### WORK INSTRUCTIONS
All records are to be reproduced verbatim, with images omitted.

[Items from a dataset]
::::::

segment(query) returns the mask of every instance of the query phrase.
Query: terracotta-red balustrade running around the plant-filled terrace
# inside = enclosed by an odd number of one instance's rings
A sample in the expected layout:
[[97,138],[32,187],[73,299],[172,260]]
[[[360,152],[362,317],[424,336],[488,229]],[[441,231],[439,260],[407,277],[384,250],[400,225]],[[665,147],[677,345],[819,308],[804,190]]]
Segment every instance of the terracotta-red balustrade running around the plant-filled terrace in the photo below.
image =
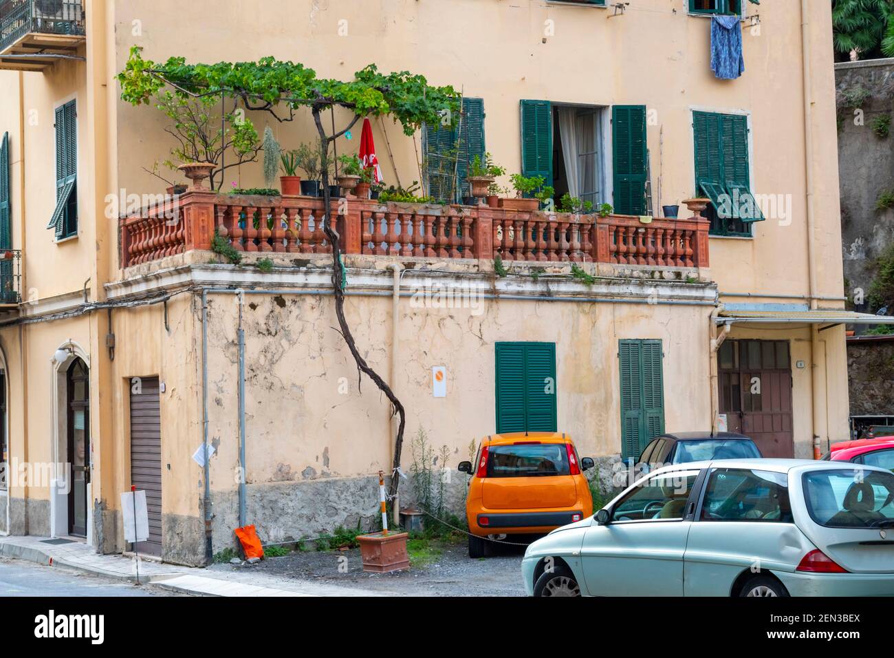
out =
[[[339,214],[343,211],[343,214]],[[334,199],[345,253],[413,258],[708,267],[704,218],[546,214],[486,206]],[[240,252],[329,253],[315,197],[192,191],[120,221],[122,267],[210,249],[215,232]]]

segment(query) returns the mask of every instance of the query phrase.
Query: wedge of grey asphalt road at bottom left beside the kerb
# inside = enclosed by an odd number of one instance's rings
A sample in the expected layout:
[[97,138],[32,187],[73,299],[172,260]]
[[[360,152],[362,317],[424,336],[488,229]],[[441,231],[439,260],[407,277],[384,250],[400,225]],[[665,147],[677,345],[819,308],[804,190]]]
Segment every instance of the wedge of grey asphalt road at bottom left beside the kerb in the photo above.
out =
[[164,591],[119,583],[63,568],[0,559],[2,596],[164,596]]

::::::

### RESULT OF THE TASK
segment(query) returns the mask of every instance of the query phrase.
Query: terracotta-red balustrade running around the plant-filled terrace
# inside = enclosed by an odd number of one instance's rings
A sample in the expected layout:
[[97,138],[32,187],[73,299],[172,260]]
[[[360,152],[362,317],[424,336],[488,229]],[[441,231],[439,260],[407,277],[384,250],[400,225]],[[665,147],[677,345],[819,308],[804,190]]]
Segment every instance of the terracotta-red balustrade running around the plant-filled terrace in the photo below.
image =
out =
[[[339,214],[343,211],[343,214]],[[334,199],[345,253],[413,258],[708,267],[704,218],[546,214],[486,206]],[[240,252],[329,253],[315,197],[192,191],[120,221],[122,267],[210,249],[215,232]]]

segment(query) returns the mask of every instance of the query phrase.
Query: wedge of grey asphalt road at bottom left beside the kerb
# inside = enclosed by an odd number of one instance's rings
A sample in the expected layout:
[[97,138],[32,187],[73,299],[172,260]]
[[[360,152],[362,317],[424,336],[488,229]],[[441,231],[439,260],[407,277],[384,250],[400,225]],[[665,147],[677,345],[819,308],[804,190]]]
Segment every instance of the wedge of grey asphalt road at bottom left beside the kerb in the photo above.
out =
[[164,591],[119,583],[63,568],[0,559],[2,596],[164,596]]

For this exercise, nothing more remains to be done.